■ **Written task**
Repeat the entries below exactly as they appear, with no pictures.
+++ Material for this exercise +++
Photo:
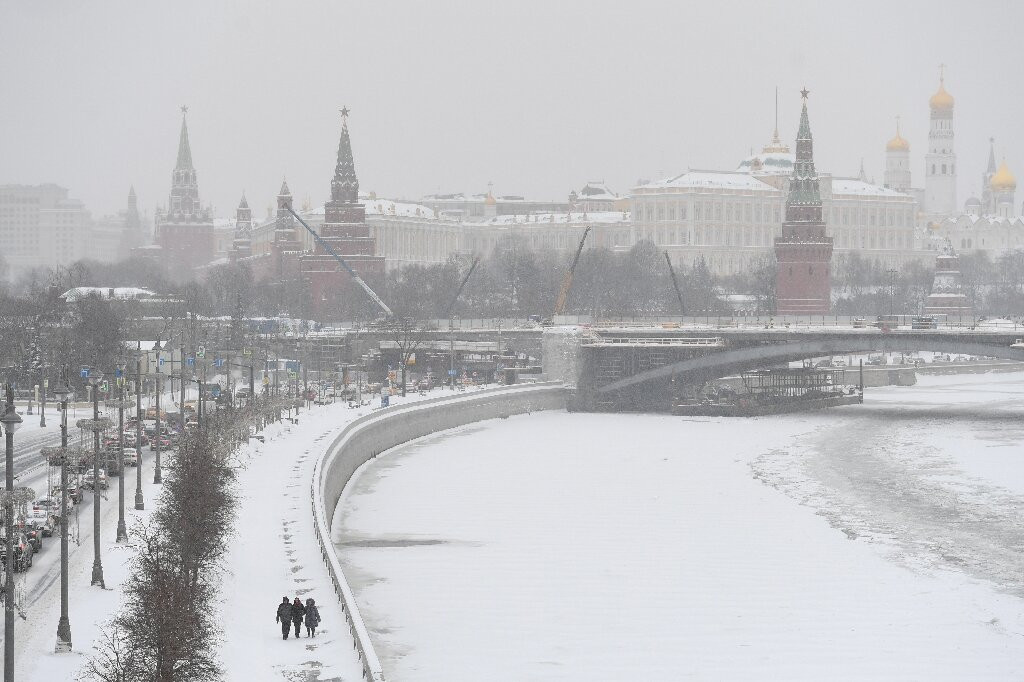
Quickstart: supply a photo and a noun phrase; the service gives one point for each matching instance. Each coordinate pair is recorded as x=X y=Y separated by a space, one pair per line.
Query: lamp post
x=121 y=403
x=11 y=422
x=158 y=476
x=139 y=500
x=43 y=385
x=96 y=426
x=64 y=393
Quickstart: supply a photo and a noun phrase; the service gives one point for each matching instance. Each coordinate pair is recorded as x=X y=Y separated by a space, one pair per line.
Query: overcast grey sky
x=536 y=96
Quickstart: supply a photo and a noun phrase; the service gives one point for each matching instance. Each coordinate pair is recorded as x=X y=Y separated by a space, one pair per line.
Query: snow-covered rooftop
x=845 y=185
x=769 y=163
x=712 y=180
x=597 y=192
x=107 y=293
x=553 y=218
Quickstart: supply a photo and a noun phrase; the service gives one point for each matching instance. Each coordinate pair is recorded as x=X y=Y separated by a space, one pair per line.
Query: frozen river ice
x=879 y=541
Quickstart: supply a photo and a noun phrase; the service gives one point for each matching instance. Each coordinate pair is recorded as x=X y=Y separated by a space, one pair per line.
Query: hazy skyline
x=537 y=97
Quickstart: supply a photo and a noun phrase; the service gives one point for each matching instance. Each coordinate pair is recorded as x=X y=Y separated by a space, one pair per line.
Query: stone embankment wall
x=368 y=436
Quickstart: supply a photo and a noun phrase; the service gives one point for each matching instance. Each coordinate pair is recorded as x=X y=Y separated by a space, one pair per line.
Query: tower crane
x=567 y=282
x=327 y=247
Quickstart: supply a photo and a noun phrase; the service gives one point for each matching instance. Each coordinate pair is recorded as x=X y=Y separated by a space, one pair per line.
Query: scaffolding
x=795 y=382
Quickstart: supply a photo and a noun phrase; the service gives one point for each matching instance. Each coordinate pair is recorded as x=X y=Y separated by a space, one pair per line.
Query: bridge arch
x=733 y=360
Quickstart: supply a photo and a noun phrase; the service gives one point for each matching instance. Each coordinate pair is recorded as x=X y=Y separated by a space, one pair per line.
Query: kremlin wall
x=773 y=205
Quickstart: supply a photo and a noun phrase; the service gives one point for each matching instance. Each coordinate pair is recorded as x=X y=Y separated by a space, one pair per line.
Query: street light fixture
x=64 y=393
x=158 y=476
x=97 y=565
x=11 y=422
x=121 y=403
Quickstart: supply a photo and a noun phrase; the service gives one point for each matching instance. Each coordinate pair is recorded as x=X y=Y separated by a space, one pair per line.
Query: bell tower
x=940 y=162
x=803 y=252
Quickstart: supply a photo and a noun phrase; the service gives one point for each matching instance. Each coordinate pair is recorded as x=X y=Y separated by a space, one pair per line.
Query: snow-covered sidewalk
x=274 y=553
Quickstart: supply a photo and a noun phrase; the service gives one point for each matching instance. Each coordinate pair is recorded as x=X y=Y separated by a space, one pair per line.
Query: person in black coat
x=298 y=612
x=312 y=617
x=285 y=616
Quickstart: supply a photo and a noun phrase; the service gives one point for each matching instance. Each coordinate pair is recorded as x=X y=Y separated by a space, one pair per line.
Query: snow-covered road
x=869 y=542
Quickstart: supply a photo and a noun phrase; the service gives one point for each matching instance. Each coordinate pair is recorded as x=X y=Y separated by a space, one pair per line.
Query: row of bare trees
x=167 y=629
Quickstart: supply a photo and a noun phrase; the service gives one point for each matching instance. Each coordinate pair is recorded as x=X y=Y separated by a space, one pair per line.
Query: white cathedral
x=989 y=223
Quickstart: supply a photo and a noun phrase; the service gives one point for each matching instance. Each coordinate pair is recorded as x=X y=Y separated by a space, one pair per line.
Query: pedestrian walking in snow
x=312 y=617
x=298 y=612
x=285 y=616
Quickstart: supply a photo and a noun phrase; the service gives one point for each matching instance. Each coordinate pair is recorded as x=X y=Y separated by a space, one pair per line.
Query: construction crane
x=675 y=285
x=448 y=310
x=327 y=247
x=567 y=282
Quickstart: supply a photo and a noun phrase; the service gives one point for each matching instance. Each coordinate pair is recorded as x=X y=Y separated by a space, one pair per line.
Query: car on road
x=41 y=519
x=74 y=493
x=88 y=480
x=51 y=505
x=165 y=442
x=23 y=551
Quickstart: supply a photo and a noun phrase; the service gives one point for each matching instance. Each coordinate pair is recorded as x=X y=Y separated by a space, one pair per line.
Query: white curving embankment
+++
■ **Exercise result**
Photo:
Quickstart: supply a photo and a noun phrase; the service gives one point for each matching instance. Each coordinate pair is recorded as x=X y=Y separated by a space, one pair per line.
Query: lamp post
x=121 y=403
x=11 y=422
x=158 y=476
x=139 y=500
x=43 y=385
x=96 y=426
x=64 y=393
Quickstart: supply a photo and a noun phrase; the service gives one point for each matching instance. Each coordinate pair is recorded as x=X y=Y separated by a space, one pair per line.
Query: overcast grey sky
x=536 y=96
Quickstart: supply a photo and a noun phrase; the service gives one point for each matching instance. Each coordinate pair is recorded as x=X y=Y separated by a space, one pair per line.
Query: snow-covered rooftop
x=845 y=185
x=769 y=163
x=712 y=180
x=597 y=192
x=107 y=293
x=553 y=218
Quickstart: supply a photo and a noun phrase; the service gives one point for each matching instance. Each coordinate pair is recorded as x=X y=Y separated by a space, one pair per line.
Query: frozen river ice
x=879 y=541
Quickstart: supply a photo and a noun phrase; the service gives one point for each matching instance. Each coordinate pair is recorded as x=X y=Y separated by a space, one pair per line.
Query: hazy skyline
x=537 y=97
Quickstart: supply a photo and a noun phrase; the service gives one point for each matching instance. Each coordinate pair is recorded as x=X y=Y separated by a space, one pair per line.
Query: stone embankment wall
x=368 y=436
Quickstart: supply a photo and a noun phrase; the service gives one point for each matching instance. Each coordinate pair is recorded as x=X y=Y separated by a space, one pair per line.
Query: tower crane
x=567 y=282
x=327 y=247
Quickstart: supply a photo and a noun phrase; the service gives one point for each matching instance. Each coordinate pair is recorded as x=X y=Y separated by a space, one pair per line.
Query: scaffolding
x=795 y=382
Quickstart: supply a photo and a noun phrase; the service gives one point for each matching instance. Each coordinate pair is recorded as x=X y=Y separated by a space, one pair per line.
Query: bridge arch
x=733 y=360
Quickstart: supply a photo and a noun phrase; the service gives one point for each matching instance. Each coordinate pair is recorded as x=X y=Y separated by a space, one pair per line.
Query: kremlin wall
x=773 y=205
Quickstart: supply a photo and a noun phrase; the service gives one point for each matching instance. Each coordinate pair is recorded as x=X y=Y separated by a space, one pair per line.
Query: street light fixture
x=64 y=393
x=158 y=476
x=97 y=565
x=11 y=422
x=121 y=403
Quickstart: supply a photo and a noun phrase; the service gives one point for each matching instance. Each coordinate pair is recorded as x=X y=Y separated by a space, one pair per line.
Query: bell tower
x=940 y=162
x=803 y=252
Quickstart: supply a photo and a noun phrase; the service gives one point for each matching instance. Each coordinate pair is recorded as x=X y=Y separated by a space, one pair per line.
Query: snow-covered sidewalk
x=274 y=553
Quickstart: supply a photo and a noun phrase; the service gives one point for each matching instance. Each coordinate pair is recorded as x=X y=Y separated by a space, one pair per line.
Query: person in black coat
x=298 y=612
x=312 y=617
x=285 y=616
Quickstart: supply a photo and a noun phrase; the service gives one point for each matching instance. Each coordinate pair is recorded as x=X y=Y separated by a space, one pair per line.
Query: snow-covered road
x=869 y=542
Quickstart: supply a photo and a noun phrase; the service gives one point for each matching instance. Each coordinate pair is recorded as x=X y=Y separated by a space, one pair per line.
Query: row of bare trees
x=167 y=629
Quickstart: supply a photo and a noun phrase; the service gives one point for each matching instance. Each coordinate pair is recorded as x=X y=Y separated by a space, one pair per line.
Query: white cathedral
x=989 y=223
Quickstart: supply a photo and a noun phrase; the service gives one point for each matching instance. Each coordinate pair is recorded as x=X y=Y separated by a space, one pair per line.
Query: pedestrian walking in snow
x=312 y=617
x=298 y=612
x=285 y=616
Quickstart: supply a photo and a noun phrase; the service gives one point for each matching instance. Each coordinate pair is recorded as x=X y=Y separated by a space, one pair per line.
Query: construction crane
x=675 y=285
x=448 y=310
x=327 y=247
x=567 y=282
Quickstart: supply a photo and a noun phrase; the service gives one point for each matching instance. Each coordinate pair is recorded as x=X y=Y separated by a space, one pair per line.
Query: car on road
x=41 y=519
x=74 y=493
x=88 y=480
x=51 y=505
x=165 y=442
x=23 y=551
Quickstart: supply a photo and a noun phrase; the service gives one point for each matching instance. Each coordinate pair is recorded as x=X y=Y separated by a space, one pair per line.
Query: white curving embankment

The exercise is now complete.